Repeat exactly, and only, the lines below starting at the line that contains "spot the terrace." and ending at the line that contains "spot the shrub.", inclusive of both.

Segment Start: Excerpted records

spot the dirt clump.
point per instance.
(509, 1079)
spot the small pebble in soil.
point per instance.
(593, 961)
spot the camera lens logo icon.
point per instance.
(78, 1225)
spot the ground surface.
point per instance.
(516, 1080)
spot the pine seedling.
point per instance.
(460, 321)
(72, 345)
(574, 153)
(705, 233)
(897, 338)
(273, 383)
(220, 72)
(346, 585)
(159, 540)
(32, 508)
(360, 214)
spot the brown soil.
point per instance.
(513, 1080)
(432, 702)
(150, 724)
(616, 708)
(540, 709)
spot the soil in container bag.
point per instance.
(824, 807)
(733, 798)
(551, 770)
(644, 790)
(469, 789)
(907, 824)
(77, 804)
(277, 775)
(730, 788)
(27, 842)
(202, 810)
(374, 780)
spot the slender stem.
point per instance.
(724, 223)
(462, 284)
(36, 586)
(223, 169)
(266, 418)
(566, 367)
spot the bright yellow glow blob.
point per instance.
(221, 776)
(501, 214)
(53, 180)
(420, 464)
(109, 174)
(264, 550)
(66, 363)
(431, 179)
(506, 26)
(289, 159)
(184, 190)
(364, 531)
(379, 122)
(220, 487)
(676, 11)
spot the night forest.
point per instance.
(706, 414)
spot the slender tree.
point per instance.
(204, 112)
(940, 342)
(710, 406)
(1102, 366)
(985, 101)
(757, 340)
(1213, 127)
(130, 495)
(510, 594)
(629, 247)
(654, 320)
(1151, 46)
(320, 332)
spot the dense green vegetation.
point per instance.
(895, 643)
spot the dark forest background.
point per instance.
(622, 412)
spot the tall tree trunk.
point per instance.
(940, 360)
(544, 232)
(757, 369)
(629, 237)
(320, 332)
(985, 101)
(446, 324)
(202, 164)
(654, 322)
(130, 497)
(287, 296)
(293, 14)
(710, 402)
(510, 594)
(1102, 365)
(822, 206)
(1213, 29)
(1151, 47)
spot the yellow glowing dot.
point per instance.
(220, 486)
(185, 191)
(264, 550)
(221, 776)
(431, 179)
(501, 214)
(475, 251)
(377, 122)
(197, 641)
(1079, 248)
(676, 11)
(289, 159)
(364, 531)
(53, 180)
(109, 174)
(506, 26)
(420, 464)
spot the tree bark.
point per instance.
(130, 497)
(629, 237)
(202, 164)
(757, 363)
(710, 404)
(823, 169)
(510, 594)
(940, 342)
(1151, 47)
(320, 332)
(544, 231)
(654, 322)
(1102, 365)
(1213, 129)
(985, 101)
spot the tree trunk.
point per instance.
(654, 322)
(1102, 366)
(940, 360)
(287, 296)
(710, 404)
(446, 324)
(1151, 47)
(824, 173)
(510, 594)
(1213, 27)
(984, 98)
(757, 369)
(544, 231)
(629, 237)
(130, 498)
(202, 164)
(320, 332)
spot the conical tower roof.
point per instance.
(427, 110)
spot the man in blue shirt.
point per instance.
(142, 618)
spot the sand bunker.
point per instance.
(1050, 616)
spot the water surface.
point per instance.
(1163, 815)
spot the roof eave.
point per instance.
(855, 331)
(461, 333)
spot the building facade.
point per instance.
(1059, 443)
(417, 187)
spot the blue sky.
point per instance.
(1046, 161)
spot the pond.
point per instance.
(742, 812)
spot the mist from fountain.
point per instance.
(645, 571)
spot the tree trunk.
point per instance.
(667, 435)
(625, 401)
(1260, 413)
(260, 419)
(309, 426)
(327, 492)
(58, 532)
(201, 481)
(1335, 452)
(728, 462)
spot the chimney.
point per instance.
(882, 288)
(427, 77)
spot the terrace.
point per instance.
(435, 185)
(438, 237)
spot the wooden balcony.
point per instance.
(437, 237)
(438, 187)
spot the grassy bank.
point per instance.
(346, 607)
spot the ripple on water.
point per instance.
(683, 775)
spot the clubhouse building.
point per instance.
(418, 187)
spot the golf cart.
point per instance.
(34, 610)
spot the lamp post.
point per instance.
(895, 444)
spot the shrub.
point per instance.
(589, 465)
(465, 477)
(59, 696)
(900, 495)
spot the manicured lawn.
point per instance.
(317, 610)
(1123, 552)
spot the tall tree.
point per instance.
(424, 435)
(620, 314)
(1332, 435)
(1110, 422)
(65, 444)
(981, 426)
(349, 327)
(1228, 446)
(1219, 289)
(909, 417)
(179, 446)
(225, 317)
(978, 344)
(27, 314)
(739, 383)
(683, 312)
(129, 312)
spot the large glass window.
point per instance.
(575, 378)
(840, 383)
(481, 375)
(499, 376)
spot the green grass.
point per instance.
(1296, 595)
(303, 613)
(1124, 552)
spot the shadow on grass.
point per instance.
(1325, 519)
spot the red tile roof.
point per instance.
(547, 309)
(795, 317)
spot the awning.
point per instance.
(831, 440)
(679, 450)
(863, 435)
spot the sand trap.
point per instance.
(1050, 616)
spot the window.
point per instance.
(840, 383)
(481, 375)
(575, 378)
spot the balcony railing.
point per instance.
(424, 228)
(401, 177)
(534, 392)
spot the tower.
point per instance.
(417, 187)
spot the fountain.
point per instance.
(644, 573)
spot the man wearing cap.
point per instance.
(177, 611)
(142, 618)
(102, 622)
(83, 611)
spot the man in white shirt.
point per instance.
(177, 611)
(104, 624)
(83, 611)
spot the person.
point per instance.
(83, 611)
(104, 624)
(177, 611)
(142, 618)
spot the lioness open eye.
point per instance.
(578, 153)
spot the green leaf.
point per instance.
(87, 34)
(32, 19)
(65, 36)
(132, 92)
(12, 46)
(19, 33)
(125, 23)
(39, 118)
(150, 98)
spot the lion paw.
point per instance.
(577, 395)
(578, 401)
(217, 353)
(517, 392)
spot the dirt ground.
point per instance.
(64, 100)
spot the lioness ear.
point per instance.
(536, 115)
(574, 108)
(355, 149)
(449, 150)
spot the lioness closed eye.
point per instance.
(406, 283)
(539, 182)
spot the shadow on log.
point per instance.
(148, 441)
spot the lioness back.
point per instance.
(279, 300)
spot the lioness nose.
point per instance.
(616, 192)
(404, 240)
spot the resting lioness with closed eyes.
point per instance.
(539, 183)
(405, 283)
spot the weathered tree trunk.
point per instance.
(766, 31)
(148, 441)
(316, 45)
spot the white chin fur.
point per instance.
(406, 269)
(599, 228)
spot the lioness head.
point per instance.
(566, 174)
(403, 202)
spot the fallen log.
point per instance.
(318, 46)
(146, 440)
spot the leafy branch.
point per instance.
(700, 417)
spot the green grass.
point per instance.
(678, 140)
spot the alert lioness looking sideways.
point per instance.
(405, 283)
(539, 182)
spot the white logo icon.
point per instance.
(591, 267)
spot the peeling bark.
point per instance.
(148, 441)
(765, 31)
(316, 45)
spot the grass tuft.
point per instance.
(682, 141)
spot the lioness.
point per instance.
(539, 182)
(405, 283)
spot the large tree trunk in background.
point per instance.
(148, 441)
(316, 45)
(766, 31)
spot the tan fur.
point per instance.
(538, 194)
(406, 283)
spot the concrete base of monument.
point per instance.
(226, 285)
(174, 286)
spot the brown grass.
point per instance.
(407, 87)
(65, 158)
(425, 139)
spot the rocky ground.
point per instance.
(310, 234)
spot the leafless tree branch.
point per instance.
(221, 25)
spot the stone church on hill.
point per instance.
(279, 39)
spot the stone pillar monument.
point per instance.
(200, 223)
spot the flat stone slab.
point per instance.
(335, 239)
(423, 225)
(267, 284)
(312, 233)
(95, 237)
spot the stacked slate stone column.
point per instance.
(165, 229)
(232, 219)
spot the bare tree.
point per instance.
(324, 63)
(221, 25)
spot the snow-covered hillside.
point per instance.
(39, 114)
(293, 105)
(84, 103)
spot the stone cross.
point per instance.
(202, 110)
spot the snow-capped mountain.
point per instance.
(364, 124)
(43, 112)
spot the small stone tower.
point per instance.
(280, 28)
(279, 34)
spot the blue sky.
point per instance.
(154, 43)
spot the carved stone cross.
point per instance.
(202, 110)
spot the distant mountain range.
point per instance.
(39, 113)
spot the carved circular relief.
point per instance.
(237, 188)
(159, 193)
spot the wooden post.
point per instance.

Segment End: Excerpted records

_Task solution_:
spot the terrace.
point per instance.
(435, 185)
(438, 237)
spot the wooden balcony.
point per instance.
(437, 237)
(438, 187)
spot the grassy bank.
point per instance.
(346, 607)
spot the ripple on water.
point per instance.
(683, 775)
spot the clubhouse building.
point per instance.
(418, 187)
spot the golf cart.
point per instance.
(34, 610)
spot the lamp post.
point per instance.
(895, 444)
spot the shrub.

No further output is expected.